**RECORD EXCERPTS:**
====

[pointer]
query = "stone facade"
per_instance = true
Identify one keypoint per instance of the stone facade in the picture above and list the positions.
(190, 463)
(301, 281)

====

**THE EXERCISE:**
Render the rows above as a JSON list of strings, with one string for each line and any blank lines omitted.

**TASK ANSWER:**
[
  "[pointer]",
  "query = \"stone facade\"",
  "per_instance = true",
  "Identify one keypoint per instance of the stone facade in the picture above and list the positions.",
  "(190, 463)",
  "(301, 281)"
]